### PROBLEMS TO SOLVE
• 1. In the article on cell phone fraud, what is the annual nationwide cost of phone-clone fraud?
• 2. Reproduce the passage of the article on cell phone fraud between "DR. DALE RAGLE, A" and "phone fraud victims.", inclusive.
(EXCERPT TO READ)
DR. DALE RAGLE, A DALLAS family practice physician, doesn’t have any patients in Alabama, California or Michigan. So, when he saw calls to those states on his cellular phone bill- with a $3,500 balance-he was astonished. “I felt like was caught in the Twilight Zone,” says Ragle, who had just joined the growing ranks of phone fraud victims.
Phone doners use an electronic serial number cloning device that functions something like a radar detector. Sometimes working from a bridge or beside a busy freeway, they point the device at a cell phone or its antenna and absorb the phone’s serial number for implantation into another cell phone. According to Liz Dunn, external affairs manager of AT&T Wireless Services, phone-clone fraud costs $500 million per year nationwide. This new, but quickly growing scam carries a stiff penalty-up to 20 years in prison and a $200,000 fine.
To avoid paying for someone else’s long distance fun, remove the handset and antenna from your car when you are not using your phone, never give your electronic serial number to anyone, don’t leave the phone in an unsafe place (such as the glove compartment of your car), and never let anyone use your phone unless you are present. If your phone is lost or stolen, call the police or your carrier immediately. Remember, phone companies offer limitations on accounts and restrictions on international and long-distance calls, and most of them operate 24-hour hotlines, so they can be informed immediately if there’s a problem-perhaps before that first call to Johannes-burg.
(End EXCERPT TO READ)
(DATA SECTION)
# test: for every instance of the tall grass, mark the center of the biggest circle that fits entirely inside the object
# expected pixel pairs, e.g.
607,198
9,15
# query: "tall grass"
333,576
(End DATA SECTION)
### ANSWERS TO THE EXERCISES
• 1. $500 million per year.

• 2.
DR. DALE RAGLE, A DALLAS family practice physician, doesn’t have any patients in Alabama, California or Michigan. So, when he saw calls to those states on his cellular phone bill- with a $3,500 balance-he was astonished. “I felt like was caught in the Twilight Zone,” says Ragle, who had just joined the growing ranks of phone fraud victims.